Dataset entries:
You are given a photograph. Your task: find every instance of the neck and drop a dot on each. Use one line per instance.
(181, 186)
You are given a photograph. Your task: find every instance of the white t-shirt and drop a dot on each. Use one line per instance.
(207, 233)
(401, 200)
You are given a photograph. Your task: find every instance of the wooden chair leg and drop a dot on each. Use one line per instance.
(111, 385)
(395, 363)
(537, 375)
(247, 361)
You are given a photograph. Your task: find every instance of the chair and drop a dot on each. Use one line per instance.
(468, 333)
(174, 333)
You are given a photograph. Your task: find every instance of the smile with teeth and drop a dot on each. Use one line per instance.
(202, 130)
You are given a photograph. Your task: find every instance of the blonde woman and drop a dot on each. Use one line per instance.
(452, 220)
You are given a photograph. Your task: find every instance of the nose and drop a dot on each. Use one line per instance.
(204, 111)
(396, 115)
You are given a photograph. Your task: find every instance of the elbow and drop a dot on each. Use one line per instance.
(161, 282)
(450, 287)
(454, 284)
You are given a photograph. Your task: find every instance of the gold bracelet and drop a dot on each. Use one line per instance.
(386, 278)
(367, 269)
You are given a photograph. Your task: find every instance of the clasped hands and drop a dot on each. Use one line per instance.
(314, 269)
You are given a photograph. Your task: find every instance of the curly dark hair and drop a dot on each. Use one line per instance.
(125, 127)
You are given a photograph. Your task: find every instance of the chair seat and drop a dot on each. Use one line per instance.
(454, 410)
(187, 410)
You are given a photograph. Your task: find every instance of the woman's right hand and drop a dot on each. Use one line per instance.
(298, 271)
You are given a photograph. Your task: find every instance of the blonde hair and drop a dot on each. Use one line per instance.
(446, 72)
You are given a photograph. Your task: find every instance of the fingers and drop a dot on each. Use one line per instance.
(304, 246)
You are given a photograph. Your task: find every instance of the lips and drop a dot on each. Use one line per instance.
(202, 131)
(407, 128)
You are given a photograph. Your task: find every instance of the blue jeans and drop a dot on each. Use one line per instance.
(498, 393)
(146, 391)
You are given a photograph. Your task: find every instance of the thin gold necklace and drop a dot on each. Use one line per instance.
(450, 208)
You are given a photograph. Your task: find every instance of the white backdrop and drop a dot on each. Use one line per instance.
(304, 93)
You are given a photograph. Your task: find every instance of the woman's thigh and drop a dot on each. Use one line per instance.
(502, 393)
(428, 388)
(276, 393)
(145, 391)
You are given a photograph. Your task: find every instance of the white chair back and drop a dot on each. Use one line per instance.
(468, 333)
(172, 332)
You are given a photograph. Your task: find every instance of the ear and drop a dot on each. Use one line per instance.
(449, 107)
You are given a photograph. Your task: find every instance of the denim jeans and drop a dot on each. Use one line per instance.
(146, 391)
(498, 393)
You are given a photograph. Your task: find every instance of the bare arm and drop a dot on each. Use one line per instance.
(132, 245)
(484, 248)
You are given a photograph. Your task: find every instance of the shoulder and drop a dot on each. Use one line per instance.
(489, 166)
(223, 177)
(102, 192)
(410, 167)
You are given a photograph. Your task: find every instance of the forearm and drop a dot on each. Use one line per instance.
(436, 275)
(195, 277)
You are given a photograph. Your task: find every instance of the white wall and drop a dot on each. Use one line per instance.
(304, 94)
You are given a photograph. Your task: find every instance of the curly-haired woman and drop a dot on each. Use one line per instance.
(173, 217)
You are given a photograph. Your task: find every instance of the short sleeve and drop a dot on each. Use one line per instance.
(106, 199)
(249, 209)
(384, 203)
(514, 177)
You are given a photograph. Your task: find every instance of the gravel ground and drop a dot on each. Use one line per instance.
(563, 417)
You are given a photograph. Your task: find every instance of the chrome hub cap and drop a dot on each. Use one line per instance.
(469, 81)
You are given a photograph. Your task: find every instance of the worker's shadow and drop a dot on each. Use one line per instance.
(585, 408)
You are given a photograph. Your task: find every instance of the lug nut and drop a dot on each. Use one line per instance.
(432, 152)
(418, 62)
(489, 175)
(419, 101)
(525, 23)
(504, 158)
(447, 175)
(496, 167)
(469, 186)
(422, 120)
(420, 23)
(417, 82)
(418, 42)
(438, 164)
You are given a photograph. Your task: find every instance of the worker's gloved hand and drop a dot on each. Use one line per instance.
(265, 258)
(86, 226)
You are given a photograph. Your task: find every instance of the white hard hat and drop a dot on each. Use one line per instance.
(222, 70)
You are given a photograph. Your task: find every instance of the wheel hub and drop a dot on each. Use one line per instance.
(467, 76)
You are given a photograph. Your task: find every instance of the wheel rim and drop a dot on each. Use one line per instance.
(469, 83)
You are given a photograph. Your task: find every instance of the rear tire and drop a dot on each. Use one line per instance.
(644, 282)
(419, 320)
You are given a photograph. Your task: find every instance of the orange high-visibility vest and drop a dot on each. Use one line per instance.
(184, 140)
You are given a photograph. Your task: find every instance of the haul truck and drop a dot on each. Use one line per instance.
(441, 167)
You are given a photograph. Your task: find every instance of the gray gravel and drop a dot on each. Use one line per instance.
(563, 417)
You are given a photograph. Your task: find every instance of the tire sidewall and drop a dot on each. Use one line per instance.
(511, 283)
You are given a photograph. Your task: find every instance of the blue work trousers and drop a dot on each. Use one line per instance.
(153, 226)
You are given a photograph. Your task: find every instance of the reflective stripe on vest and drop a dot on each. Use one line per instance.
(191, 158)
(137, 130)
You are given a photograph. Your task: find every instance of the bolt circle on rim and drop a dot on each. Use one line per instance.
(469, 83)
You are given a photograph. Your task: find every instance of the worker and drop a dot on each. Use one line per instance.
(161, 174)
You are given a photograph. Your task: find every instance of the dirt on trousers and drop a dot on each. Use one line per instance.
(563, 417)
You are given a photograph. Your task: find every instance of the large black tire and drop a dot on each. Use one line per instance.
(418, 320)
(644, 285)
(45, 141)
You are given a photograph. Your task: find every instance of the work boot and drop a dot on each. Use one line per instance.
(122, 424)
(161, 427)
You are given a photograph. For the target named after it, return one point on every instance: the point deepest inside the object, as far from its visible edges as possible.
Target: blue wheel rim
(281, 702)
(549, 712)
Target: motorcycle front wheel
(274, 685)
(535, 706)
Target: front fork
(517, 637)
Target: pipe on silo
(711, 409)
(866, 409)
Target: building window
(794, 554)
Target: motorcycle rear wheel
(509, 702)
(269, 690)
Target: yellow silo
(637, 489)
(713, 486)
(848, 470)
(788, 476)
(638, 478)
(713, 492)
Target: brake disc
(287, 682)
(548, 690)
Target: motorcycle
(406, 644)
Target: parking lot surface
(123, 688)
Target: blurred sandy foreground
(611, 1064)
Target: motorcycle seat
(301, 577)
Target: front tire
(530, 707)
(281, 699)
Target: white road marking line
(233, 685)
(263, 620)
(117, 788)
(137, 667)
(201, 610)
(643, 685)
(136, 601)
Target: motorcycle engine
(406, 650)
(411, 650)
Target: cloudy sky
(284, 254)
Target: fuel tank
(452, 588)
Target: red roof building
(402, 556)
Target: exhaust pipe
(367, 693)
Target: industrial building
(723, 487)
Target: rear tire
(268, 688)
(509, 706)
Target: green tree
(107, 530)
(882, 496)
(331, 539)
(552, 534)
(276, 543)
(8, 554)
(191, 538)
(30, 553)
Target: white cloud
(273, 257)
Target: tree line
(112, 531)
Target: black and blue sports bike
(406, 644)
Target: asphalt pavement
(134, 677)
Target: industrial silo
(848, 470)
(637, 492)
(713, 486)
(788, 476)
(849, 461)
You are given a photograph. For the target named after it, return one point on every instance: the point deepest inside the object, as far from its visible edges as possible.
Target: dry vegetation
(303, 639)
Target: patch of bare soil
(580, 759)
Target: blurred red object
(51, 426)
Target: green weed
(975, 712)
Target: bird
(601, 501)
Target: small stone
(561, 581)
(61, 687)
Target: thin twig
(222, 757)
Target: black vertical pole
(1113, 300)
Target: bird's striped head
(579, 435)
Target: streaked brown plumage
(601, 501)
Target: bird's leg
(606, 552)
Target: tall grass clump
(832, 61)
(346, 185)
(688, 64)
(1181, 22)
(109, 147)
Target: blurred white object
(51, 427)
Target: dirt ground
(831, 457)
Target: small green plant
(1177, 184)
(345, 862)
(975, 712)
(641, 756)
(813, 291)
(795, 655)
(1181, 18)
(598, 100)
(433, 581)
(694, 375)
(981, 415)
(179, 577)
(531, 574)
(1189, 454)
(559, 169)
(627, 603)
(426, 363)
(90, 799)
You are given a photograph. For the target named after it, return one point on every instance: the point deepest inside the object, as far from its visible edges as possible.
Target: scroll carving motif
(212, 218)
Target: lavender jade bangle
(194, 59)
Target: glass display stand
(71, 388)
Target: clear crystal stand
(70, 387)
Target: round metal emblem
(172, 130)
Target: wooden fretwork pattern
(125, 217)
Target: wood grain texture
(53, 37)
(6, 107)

▸ **Stated goal**: Reproduce verbatim the lines of the listing above, starting at the line that contains "Target: wooden fretwork pattern" and ending at the close of the listing.

▸ **The reply**:
Target: wooden fretwork pattern
(125, 217)
Target: wood grain texture
(53, 37)
(6, 107)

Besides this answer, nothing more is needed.